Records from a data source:
+ + + + + + +

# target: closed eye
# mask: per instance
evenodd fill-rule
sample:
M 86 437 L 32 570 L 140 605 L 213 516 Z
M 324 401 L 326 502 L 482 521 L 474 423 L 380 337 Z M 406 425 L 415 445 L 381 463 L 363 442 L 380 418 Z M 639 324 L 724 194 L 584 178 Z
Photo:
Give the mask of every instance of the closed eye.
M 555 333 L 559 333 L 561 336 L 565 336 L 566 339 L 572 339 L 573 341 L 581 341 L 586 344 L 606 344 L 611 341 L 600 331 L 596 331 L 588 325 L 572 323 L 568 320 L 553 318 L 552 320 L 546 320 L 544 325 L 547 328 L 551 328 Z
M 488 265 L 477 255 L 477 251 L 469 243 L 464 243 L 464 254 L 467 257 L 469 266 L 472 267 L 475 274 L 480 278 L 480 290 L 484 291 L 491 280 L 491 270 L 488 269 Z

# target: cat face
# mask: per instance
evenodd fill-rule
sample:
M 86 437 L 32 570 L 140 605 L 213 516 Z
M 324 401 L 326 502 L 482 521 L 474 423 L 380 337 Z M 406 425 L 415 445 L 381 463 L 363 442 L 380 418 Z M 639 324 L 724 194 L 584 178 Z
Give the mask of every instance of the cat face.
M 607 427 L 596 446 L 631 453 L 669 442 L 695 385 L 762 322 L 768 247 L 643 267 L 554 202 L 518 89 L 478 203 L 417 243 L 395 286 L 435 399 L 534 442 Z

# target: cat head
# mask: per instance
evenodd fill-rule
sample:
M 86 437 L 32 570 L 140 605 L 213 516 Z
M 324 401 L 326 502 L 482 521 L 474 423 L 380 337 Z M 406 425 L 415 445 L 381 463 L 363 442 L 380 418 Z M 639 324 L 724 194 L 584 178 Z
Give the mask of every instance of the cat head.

+ + + + + + +

:: What this task involves ::
Copy the material above line for line, with nothing changed.

:: Correct result ::
# target: closed eye
# mask: per instance
evenodd fill-rule
sample:
M 86 437 L 32 570 L 140 605 L 213 516 Z
M 324 401 L 326 502 L 482 521 L 474 423 L 380 337 Z M 406 425 L 415 445 L 381 463 L 363 442 L 380 418 Z M 639 324 L 724 194 L 584 178 Z
Photo:
Give the mask of every instance of the closed eye.
M 555 333 L 559 333 L 561 336 L 565 336 L 566 339 L 572 339 L 573 341 L 581 341 L 586 344 L 606 344 L 611 341 L 600 331 L 596 331 L 588 325 L 572 323 L 568 320 L 553 318 L 552 320 L 546 320 L 544 325 L 547 328 L 551 328 Z
M 488 265 L 477 255 L 477 251 L 469 243 L 464 243 L 464 254 L 467 257 L 469 266 L 472 267 L 475 274 L 480 278 L 480 290 L 484 291 L 491 280 L 491 270 L 488 269 Z

# target: cat face
# mask: per instance
evenodd fill-rule
sample:
M 86 437 L 32 570 L 140 605 L 213 516 Z
M 324 401 L 326 502 L 482 521 L 474 423 L 380 337 Z M 406 425 L 415 445 L 381 463 L 363 442 L 380 418 Z M 639 324 L 724 194 L 584 178 Z
Give the mask of every instance of the cat face.
M 607 427 L 596 446 L 631 453 L 669 442 L 695 385 L 762 322 L 768 247 L 643 267 L 554 202 L 518 89 L 478 203 L 417 243 L 395 286 L 435 399 L 534 442 Z

# target: cat head
# mask: per instance
evenodd fill-rule
sample:
M 86 437 L 32 570 L 140 605 L 213 516 Z
M 324 401 L 326 502 L 482 521 L 474 423 L 380 337 Z M 406 425 L 415 445 L 381 463 L 363 442 L 380 418 Z M 639 324 L 724 194 L 584 178 Z
Give the mask of every instance of the cat head.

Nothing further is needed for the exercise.